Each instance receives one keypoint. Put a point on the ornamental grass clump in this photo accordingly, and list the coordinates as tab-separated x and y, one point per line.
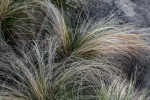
64	58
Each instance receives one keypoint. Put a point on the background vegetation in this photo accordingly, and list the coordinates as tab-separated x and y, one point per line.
54	50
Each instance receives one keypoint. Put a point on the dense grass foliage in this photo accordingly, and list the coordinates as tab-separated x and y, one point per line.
54	50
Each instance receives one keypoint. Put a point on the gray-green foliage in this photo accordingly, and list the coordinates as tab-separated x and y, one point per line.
64	58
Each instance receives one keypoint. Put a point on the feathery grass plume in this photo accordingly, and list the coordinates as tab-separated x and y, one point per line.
104	39
35	75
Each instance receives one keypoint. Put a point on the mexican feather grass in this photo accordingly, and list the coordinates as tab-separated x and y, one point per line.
60	60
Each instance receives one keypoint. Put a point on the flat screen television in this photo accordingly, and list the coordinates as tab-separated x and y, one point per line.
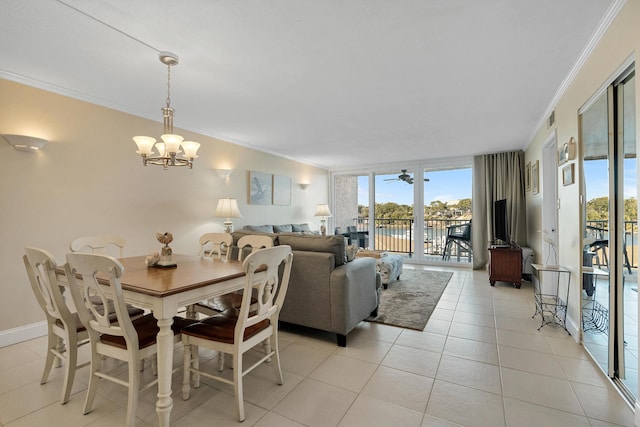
500	222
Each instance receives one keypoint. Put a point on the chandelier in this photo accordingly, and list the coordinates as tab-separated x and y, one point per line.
169	149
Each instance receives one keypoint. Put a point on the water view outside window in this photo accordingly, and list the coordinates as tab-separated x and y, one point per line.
447	202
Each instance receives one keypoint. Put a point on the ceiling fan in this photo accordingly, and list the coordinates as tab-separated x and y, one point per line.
404	176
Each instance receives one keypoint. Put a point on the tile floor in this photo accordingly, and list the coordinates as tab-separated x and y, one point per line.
479	362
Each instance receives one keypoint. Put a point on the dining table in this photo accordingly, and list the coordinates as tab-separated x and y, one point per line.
165	290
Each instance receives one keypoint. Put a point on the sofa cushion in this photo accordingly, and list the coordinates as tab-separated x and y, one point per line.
259	228
244	232
306	242
285	228
300	228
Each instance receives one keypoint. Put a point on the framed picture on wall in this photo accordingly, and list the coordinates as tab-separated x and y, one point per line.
568	176
281	190
535	178
260	188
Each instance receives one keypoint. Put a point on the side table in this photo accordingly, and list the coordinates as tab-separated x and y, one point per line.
549	302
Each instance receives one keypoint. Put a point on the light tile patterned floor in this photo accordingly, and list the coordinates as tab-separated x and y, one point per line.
479	362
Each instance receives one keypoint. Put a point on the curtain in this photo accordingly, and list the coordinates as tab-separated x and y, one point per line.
497	176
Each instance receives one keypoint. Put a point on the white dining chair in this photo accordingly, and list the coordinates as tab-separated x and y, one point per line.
214	306
122	338
238	332
99	243
65	331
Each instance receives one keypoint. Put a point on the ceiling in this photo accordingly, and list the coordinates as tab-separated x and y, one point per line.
337	84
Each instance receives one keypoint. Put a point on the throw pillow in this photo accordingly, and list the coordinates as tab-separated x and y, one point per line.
352	250
259	228
285	228
300	228
303	242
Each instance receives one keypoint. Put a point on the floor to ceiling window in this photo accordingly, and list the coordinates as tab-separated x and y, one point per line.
609	186
381	203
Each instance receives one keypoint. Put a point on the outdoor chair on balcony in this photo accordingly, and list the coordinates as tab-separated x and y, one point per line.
458	237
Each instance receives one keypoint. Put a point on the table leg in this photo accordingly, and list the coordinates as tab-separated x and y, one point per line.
165	365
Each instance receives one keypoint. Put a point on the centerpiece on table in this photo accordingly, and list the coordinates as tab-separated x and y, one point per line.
163	259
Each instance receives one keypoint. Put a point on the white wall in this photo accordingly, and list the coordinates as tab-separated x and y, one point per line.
89	180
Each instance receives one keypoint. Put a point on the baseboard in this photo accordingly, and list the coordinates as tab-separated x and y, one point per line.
23	333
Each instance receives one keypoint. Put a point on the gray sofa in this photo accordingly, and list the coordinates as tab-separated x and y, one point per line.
325	291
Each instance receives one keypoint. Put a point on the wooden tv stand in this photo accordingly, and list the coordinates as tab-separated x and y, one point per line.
505	265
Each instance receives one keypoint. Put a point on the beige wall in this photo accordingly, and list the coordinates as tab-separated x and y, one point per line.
89	180
620	42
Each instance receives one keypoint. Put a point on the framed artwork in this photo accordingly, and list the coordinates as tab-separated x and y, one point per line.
535	178
281	190
567	151
568	176
260	188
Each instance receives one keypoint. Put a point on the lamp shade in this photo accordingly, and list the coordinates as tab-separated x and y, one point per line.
228	208
323	210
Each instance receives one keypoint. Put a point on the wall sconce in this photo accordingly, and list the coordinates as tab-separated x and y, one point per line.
228	208
323	212
224	173
25	143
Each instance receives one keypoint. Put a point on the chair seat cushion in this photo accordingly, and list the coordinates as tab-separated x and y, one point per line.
222	327
147	329
224	302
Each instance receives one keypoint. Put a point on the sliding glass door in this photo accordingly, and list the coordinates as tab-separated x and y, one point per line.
609	190
381	205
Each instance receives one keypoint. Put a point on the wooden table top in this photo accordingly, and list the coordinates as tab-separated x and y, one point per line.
191	272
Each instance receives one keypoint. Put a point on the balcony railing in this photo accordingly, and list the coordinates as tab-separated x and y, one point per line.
598	229
398	235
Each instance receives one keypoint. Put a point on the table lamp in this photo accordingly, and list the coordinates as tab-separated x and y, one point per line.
323	212
228	208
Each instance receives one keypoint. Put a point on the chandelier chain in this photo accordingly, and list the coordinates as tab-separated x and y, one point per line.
168	100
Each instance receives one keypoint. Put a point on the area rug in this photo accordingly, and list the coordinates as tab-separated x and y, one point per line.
409	302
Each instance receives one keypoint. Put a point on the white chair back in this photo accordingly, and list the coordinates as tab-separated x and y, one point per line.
64	328
90	297
99	244
266	285
220	245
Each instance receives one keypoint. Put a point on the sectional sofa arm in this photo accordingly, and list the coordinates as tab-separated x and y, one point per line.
353	294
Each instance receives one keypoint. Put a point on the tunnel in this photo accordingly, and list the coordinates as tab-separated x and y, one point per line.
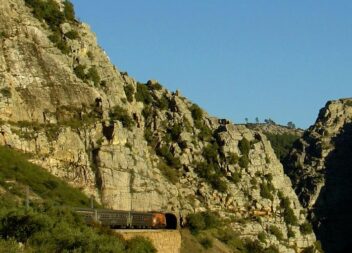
══════════
An exact, picture-free copy of the entries is required.

■ Response to this exercise:
Each instance receives one keypoint. Put a point on the ornamental grass clump in this photo accordingly, and list the coordinates as tab-separated x and y, one point per line.
64	58
Each instance receives one keypoint. Put a point on the background vegetation in this photo accordingly, and list the coordinates as tab-separated x and y, one point per line.
54	50
Each instance receives one keypoint. Put a point on the dense grass foliage in this photo accordingly, and list the coordinates as tab-separated x and y, one point per line.
54	50
Each instance receives one keypoint. Put a point on the gray-green foliage in this photo accordingly, and list the coordinates as tab-separated x and y, one point per line.
64	58
Each instance receives one keypoint. Put a point on the feathery grass plume in this photo accordingly, and list the coordinates as tab-separated x and y, one point per line.
104	39
35	75
Each instance receives one keypoint. Put a point on the mexican feather grass in this photo accordingly, and list the coordinates as tab-separated x and y, one point per line.
60	60
Each instance receives one keypoint. Put a point on the flat screen television in this photo accordingly, and list the coordinates as tab-separated x and y, one point per line.
500	222
Each instance receives one keypoint. Put a point on the chandelier in this photo accordingly, and list the coordinates as tab-separated x and y, one point per line.
169	149
Each instance receives one keypoint. Put a point on the water view outside window in this photo accordingly, and list the coordinates as tab-separated x and y, one point per line.
447	202
Each instance receives one keypoint. Put a point on the ceiling fan in this photo accordingly, and list the coordinates as tab-separated x and y, one point per line.
404	176
Each instance receives one keypoint. Put a point on the tile floor in this photo accordingly, and list the coordinates as tab-separated x and y, one point per line.
479	362
Each instance receives one keypoint. Put a point on the dining table in this photo accordingly, and list the coordinates as tab-separated x and y, one point per line.
165	290
Each instance receives one keypoint. Put a point on the sofa cushion in this photo accordingly, and list the coordinates as tab-separated x and y, one point per line.
259	228
244	232
306	242
285	228
300	228
Each instance receives one keypoint. Put a point on the framed picture on wall in this photo accordingly, and list the coordinates as tab-separated x and y, one point per line.
568	176
281	190
535	178
260	188
Each instance receives one keypoint. Put a point on the side table in this photo accordingly, and list the coordinates as tab-separated x and y, one point per line.
549	302
Each instance receives one keypoint. Put a point on the light tile patterned floor in this photo accordingly, and list the coordinates as tab-separated x and y, one point per line.
479	362
Each instance receives one keypoint. Put a point on the curtain in this photo accordingly, and list the coordinates as tab-separated x and y, one point per line.
497	176
Each instance receives one keypoint. Put a point on the white dining chair in this photo accordingly, and list the coordinates as tab-separated x and y, one point per line.
214	306
122	338
238	332
99	243
65	331
Each instance receives one keypoint. Put a point on the ceiling in this photo accordingly, and list the coordinates as tab-separated x and y, one point per line.
337	84
Each instance receives one keypoint. Put a point on the throw pillow in this photo accordingly, and list the coordinates as tab-separated x and y, one point per line.
352	250
259	228
285	228
300	228
303	242
Each instance receives one keypoint. Put a point on the floor to ceiling window in this photo accordingly, and list the coordinates as tab-separated x and y, one point per line.
609	186
381	203
Each instance receives one keypoint. Put a point on the outdoor chair on balcony in this photo accordingly, and list the coordinates as tab-separated x and y, one point per line.
458	237
Each instance receives one keypoint. Put a point on the table leg in this photo accordingly, and list the coordinates as tab-separated x and y, one point per line.
165	365
Each instance receives one keypoint. Put a point on the centerpiece on table in this photo accordingly, and list the coordinates as tab-separated x and y, one point per line.
163	259
Each instance receives one keypoint. Put a point on the white wall in this photo accordingly, and list the coordinates as tab-separated x and y, one point per line.
89	180
Each instance receives one keypoint. Put a point on the baseboard in this photo accordingly, and list the coordinates as tab-separated x and y, one point per line.
23	333
Each instance receives one keypoint. Put a point on the gray sofa in this photo accordingly, and list the coordinates as tab-separated x and y, one point per line.
325	291
Each instance receives one keypoint. Put a point on the wooden tv stand in this photo accordingly, and list the coordinates as tab-separated x and y, one point per line.
505	265
Each instance receives one keypoint. Put a point on the beige wall in this photo accordingly, and list the coordinates as tab-separated x and y, one point per line.
89	180
620	42
Each instance receives one keypoint. Put a point on the framed artwork in this photo accordingly, and list the coordinates as tab-separated x and y, one point per line.
535	178
281	190
567	151
568	176
260	188
Each instance receives one keypoint. Put a point on the lamp shade in this photo accordingly, and list the coordinates as tab-separated x and y, one point per line.
228	208
323	210
Each instance receives one keypoint. Put a point on the wall sconce in this photo accordingly, and list the coordinates as tab-separated x and y, one point per line.
228	208
323	212
224	173
25	143
Each instance receives one keypoint. Put a point on the chair seat cushion in this photo accordingly, and list the coordinates as tab-separated x and y, one point per line.
222	327
147	329
224	302
Each instance receives one keypoint. Put a point on the sliding glass door in this photo accordingly, and list the coordinates as tab-separated x and y, one point per line.
609	190
381	205
Each instance receives one keypoint. Put a point on the wooden table top in this photo accordingly, and list the coordinates as tab-separated x and y, one point per line.
191	272
Each instance receives one keypoint. Put a point on the balcony railing in this photo accordingly, and list the coordinates as tab-separated x and y, one point per line.
598	229
398	235
Each instance receives one keypoint. Put a point on the table lamp in this photo accordingly, and list the coordinates as tab-separated x and y, one point per line.
323	212
228	208
Each instance receives one keypoint. Put a point on the chandelier chain in this photo accordingly, and list the coordinates as tab-separated x and y, one point per line.
168	100
Each instance receives one keypoint. Put a point on the area rug in this photo accordingly, and list the coordinates as tab-separated x and y, one point per line.
409	302
Each instance receives one keypoint. Put a point on the white chair back in this photo accordingly, and list the coordinates as tab-separated x and y, one point per line.
64	328
90	297
99	244
266	285
220	245
Each instance receives one keypoint. Put a point on the sectional sofa arm in this photo accordingly, and list the coordinates as tab-separated x and y, one point per line.
353	294
Each instance receives one keypoint. Put a point on the tunnel in this photo accordingly, and list the coordinates as tab-separated x and y, one point per line.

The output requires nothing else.